**Directions:**
Copy all entries without alteration and skip the pictures they hold.

——————

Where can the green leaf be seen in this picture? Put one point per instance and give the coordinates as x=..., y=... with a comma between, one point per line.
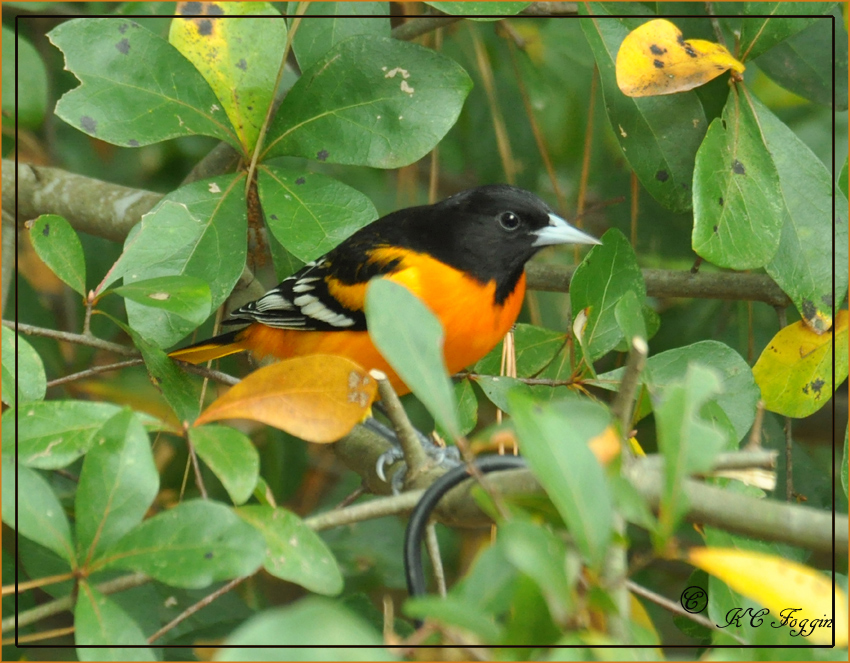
x=31, y=81
x=535, y=348
x=239, y=58
x=103, y=631
x=182, y=295
x=628, y=313
x=32, y=383
x=739, y=392
x=118, y=482
x=199, y=231
x=311, y=213
x=370, y=101
x=803, y=63
x=231, y=456
x=57, y=244
x=410, y=338
x=605, y=275
x=193, y=545
x=803, y=264
x=40, y=514
x=737, y=198
x=542, y=556
x=312, y=629
x=553, y=439
x=686, y=441
x=659, y=136
x=787, y=18
x=326, y=27
x=53, y=434
x=136, y=89
x=294, y=552
x=480, y=11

——————

**Response box:**
Where can the green leaf be seen in this picture? Put one point per instance and give the coordinates as x=..., y=... with a comma between, one point per line.
x=31, y=81
x=535, y=348
x=239, y=58
x=103, y=631
x=182, y=295
x=628, y=313
x=32, y=383
x=739, y=392
x=118, y=482
x=199, y=231
x=311, y=213
x=370, y=101
x=803, y=63
x=231, y=456
x=57, y=244
x=410, y=338
x=605, y=275
x=193, y=545
x=803, y=264
x=40, y=514
x=737, y=198
x=542, y=556
x=312, y=629
x=553, y=439
x=686, y=441
x=659, y=136
x=787, y=18
x=326, y=27
x=53, y=434
x=136, y=89
x=294, y=552
x=480, y=11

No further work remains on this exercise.